▶ [EXCERPT TO READ]
BEGIN
In a world where the overall trend in industrialized countries is towards ageing populations, the evolution of soft robotic helpers could be pivotal in providing low cost geriatric healthcare at home. Think biocompatible and biodegradable materials, areas where soft robotics can improve healthcare. If robots can work inside the body or even dissolve once they have achieved their purpose, it could revolutionize surgery and other clinical procedures.
In 2017, Ellen Roche pioneered a silicone-based cardiac sleeve in a project between Harvard University and Boston Children’s Hospital. The robotic sleeve safely interacts with soft tissue, helps the heartbeat, and reduces the risk of clotting and the need for blood-thinning medication. It cleverly mimics the outer layer of the heart, powered by soft pneumatic actuators.
Just as illuminating in its simplicity was a school project from Philadelphia. Students at the Haverford School created biodegradable, edible robots that move when pumped with air. This shows how robots, like Harvard’s heart pump, could be built from materials that degrade safely once they have fulfilled their function inside the body.
But when it comes to wild inspiration for soft robots, there’s nothing quite like nature. Plant and animal evolution has a lot to teach us about form, function, and biomimicry.
Researchers, again from Harvard, created a soft robot snake that uses the Japanese art of paper cutting – kirigani – to program its behavior. It’s thought that the snake can move in novel ways and explore environments other robots find it difficult to move through. One suggested application is in laparoscopic surgery.
Adding to the menagerie are a leech-like robot that can climb walls, a robotic limb that can change shape between a turtle’s flipper for moving through water, and a tortoise’s leg for walking on land. This ability of soft robots to flex into different shapes is enabled by often simple architectures. Hexagonal-shaped bee honeycomb is the basis for the HPN Manipulator – an easily 3D printed material that moves by compressing air and has a relatively large load-bearing capacity.
Putting this strong yet soft principle into the service of manufacturing is making a world of difference in industrial manufacturing. The company Soft Robotics modeled its gripping technology on octopus tentacles to create a hand capable of picking and packing the most fragile or squashable items, including foods.
The RoCycle material-detecting robot has a Teflon hand with tactile sensors that can sort items into plastic, paper or metal. This trend will eventually lead to more imaginative designs for robots – or cobots – that work collaboratively with people.
In dirty and dangerous environments like space or underwater, both NASA and the US Navy are investigating the use of robots built entirely from air-filled fabrics. These lightweight and robust systems are attractive because they can safely bang into people and things. This is culminating in a world’s first inflatable astronaut – King Louie from Pneubotics – who is controlled using a VR headset.
Other concepts include morphing materials that change shape. NASA is looking into flexible robots that move, join together, create shapes, and add protection to surfaces.
Meanwhile Yale University’s Faboratory, run by Rebecca Kramer-Bottiglio (originator of the turtle-tortoise inspired robot) thinks unpredictable environments could be tackled using elastic ‘skins’ that wrap around materials to create robotic devices – evolving constantly in form and function by reacting to data gathered from the environment. This soft robotic skin could even wrap around everyday objects such as soft toys to animate them or be attached to a shirt to make it into a wearable device.
But if soft robotics ever provided a warm and fuzzy feeling, it is with Carnegie Mellon University’s knitted robots. These fabric automatons – morphing lampshades, soft toys – are made with actuators embedded using knitting machines.
And that could change our perception of robots forever. From the cold, hard logic of a metal robot, to the eminently huggable comfort of an old soft toy or woolly sweater.
END
▶ [TASK ITEM] Reproduce verbatim everything in the passage on soft robotics from "Just as illuminating" down to "inside the body.". Nothing in the listing is needed for this work.

▶ [RECORD EXTRACTS]
BEGIN
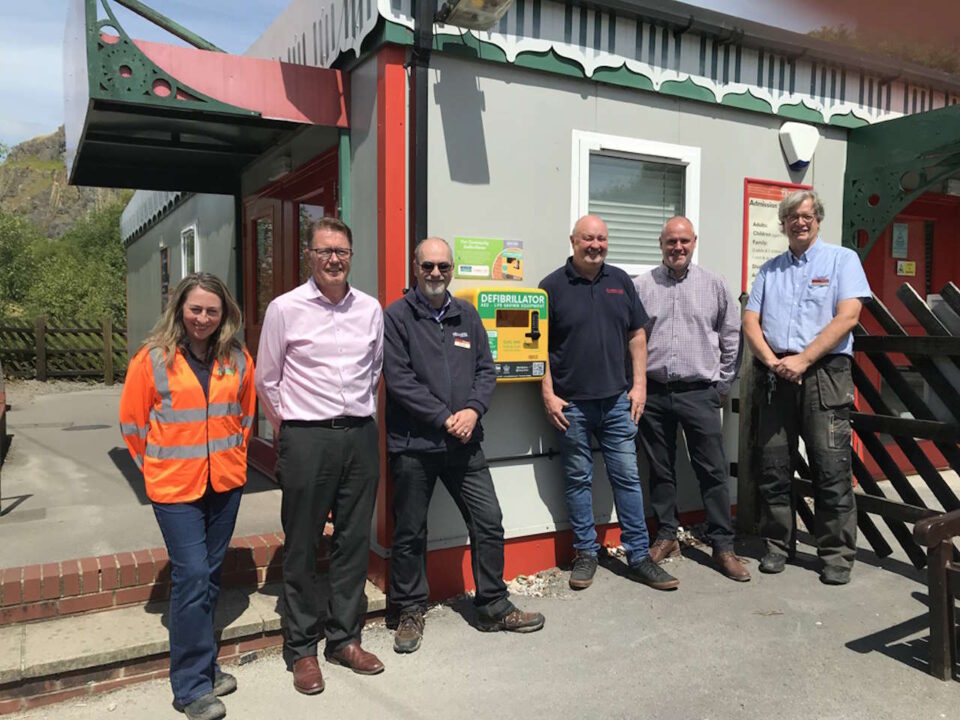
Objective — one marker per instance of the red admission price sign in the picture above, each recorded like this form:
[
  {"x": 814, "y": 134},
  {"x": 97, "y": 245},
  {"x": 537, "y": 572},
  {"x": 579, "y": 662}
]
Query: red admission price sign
END
▶ [RESULT OF THE EXERCISE]
Just as illuminating in its simplicity was a school project from Philadelphia. Students at the Haverford School created biodegradable, edible robots that move when pumped with air. This shows how robots, like Harvard’s heart pump, could be built from materials that degrade safely once they have fulfilled their function inside the body.